Transcribe the following portion of the passage on the grand jury confidentiality bill below verbatim, beginning at the words "Notice what the" and stopping after the words "favorite politician elected.".

**Given passage**
_ _ _ _ _

Let’s check the language of the bill:
(a) Except as provided by Subsection (b), information collected by the court, court personnel, or prosecuting attorney during the grand jury selection process about a person who serves as a grand juror, including the person’s name, home address, home telephone number, social security number, driver’s license number, and other personal information, is confidential and may not be disclosed by the court, court personnel, or prosecuting attorney.
Notice what the bill doesn’t say – it doesn’t say that grand jurors, such as Patricia Pollard, are prohibited from outing themselves or holding their own press conferences or write letters that make wild accusations when they know for a fact that no criminal activity occurred. It begs the question: did someone at the Harris County District Attorney’s Office ask Estes to carry this terrible bill? Harris County Assistant District Attorney Justin Wood registered to testify for the bill.
I realize that a lot of this is “inside baseball” to those of you that do not live in Harris County and aren’t familiar with the shameful campaign of the current DA. And maybe it is boring to you. But just as we can’t have runaway prosecutors like Mike Nifong, we can’t have secret, runaway tribunals that abuse the power of the grand jury process so that they can get their favorite politician elected.
Unfortunately, the bill was passed out of the Criminal Justice committee and is now sitting on the intent calendar. It is hard for me to believe that Sen. John Whitmire, Chair of the committee, let this happen but it is what it is. Perhaps other leaders of the Senate, maybe even Lt. Gov. David Dewhurst, will see this bill as the cancer it is and will leave it sitting in the dust bin of history. One can only hope. And act. I’ll be acting by contacting my senator, Sen. Larry Taylor, and asking him to vote against this bill if it comes to the floor for a vote and I hope that you do the same by contacting your senator.

_ _ _ _ _

**Dataset excerpts**
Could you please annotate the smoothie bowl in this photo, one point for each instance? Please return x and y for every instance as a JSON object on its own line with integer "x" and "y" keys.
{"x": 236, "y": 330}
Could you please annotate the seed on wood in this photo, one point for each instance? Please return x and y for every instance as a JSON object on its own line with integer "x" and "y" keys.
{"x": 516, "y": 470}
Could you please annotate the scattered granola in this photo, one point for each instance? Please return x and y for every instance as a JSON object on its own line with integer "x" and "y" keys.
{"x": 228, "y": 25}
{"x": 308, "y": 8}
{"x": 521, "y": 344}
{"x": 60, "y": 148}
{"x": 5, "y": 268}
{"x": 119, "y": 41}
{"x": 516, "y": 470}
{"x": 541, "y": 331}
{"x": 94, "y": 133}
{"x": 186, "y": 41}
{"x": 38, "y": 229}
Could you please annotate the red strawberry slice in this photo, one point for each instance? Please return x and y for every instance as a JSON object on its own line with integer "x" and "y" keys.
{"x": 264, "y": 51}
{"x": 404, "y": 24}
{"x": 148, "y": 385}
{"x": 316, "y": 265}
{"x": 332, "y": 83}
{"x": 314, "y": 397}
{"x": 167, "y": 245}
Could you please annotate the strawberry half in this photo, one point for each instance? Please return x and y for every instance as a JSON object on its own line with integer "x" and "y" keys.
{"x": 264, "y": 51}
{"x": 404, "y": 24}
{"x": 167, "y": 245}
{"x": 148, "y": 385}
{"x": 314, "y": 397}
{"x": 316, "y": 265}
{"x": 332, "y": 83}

_ _ _ _ _

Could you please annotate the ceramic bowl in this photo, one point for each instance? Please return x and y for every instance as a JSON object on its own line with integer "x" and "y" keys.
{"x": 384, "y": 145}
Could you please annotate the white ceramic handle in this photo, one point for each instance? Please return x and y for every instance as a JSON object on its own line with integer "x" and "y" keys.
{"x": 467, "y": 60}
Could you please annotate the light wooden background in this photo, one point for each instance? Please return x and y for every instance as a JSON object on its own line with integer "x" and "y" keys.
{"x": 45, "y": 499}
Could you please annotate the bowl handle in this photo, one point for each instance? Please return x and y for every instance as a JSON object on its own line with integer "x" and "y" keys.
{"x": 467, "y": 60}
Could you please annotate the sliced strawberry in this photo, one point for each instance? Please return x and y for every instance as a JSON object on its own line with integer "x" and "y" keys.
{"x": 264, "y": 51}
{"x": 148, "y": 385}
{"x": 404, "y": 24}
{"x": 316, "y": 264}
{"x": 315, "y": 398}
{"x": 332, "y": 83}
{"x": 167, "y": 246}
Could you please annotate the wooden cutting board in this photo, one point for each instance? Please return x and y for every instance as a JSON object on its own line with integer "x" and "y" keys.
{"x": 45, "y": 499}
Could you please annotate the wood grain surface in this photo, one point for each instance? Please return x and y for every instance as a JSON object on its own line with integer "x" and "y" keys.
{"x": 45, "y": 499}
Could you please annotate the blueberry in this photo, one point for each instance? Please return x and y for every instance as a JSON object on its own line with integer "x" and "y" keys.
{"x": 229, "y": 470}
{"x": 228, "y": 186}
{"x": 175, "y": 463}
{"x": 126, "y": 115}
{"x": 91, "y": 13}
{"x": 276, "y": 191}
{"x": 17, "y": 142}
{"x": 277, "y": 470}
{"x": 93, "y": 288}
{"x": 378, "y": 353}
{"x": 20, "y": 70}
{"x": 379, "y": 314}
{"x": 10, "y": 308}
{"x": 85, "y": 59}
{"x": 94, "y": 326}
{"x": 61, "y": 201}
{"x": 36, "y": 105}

_ _ _ _ _

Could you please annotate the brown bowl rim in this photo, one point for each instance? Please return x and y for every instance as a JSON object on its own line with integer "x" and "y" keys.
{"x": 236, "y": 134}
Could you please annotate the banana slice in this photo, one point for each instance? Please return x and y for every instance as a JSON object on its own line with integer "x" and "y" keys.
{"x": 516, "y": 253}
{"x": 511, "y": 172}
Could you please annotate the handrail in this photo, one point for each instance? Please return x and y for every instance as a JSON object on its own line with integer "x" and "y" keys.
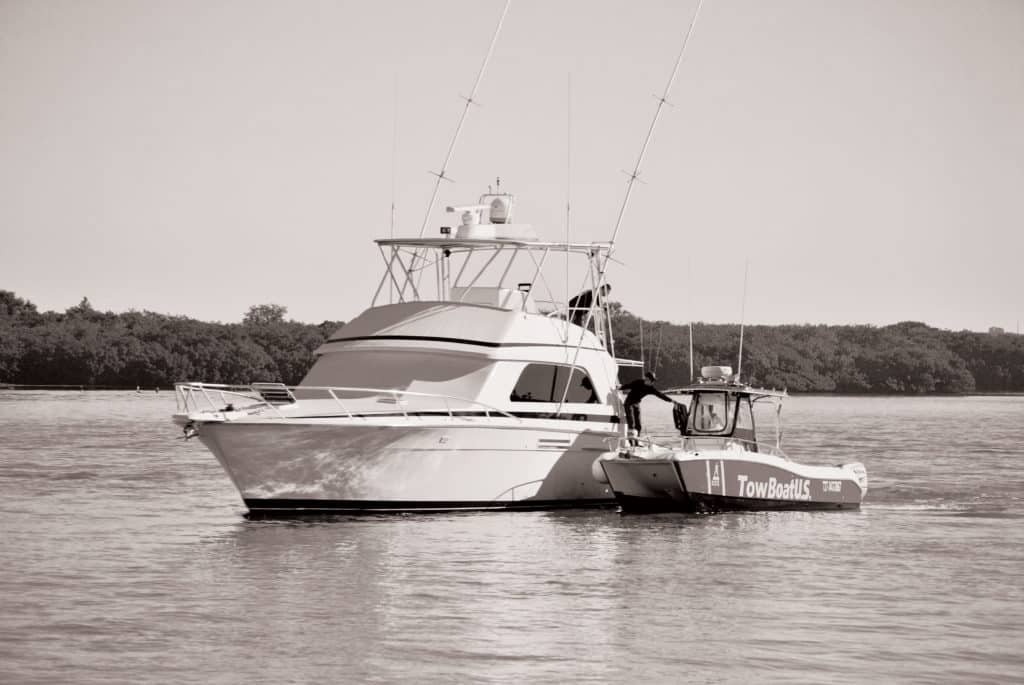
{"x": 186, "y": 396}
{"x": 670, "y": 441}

_ _ _ _ _

**Solution to the problem**
Notice what the bill doesn’t say – it doesn’t say that grand jurors, such as Patricia Pollard, are prohibited from outing themselves or holding their own press conferences or write letters that make wild accusations when they know for a fact that no criminal activity occurred. It begs the question: did someone at the Harris County District Attorney’s Office ask Estes to carry this terrible bill? Harris County Assistant District Attorney Justin Wood registered to testify for the bill.
I realize that a lot of this is “inside baseball” to those of you that do not live in Harris County and aren’t familiar with the shameful campaign of the current DA. And maybe it is boring to you. But just as we can’t have runaway prosecutors like Mike Nifong, we can’t have secret, runaway tribunals that abuse the power of the grand jury process so that they can get their favorite politician elected.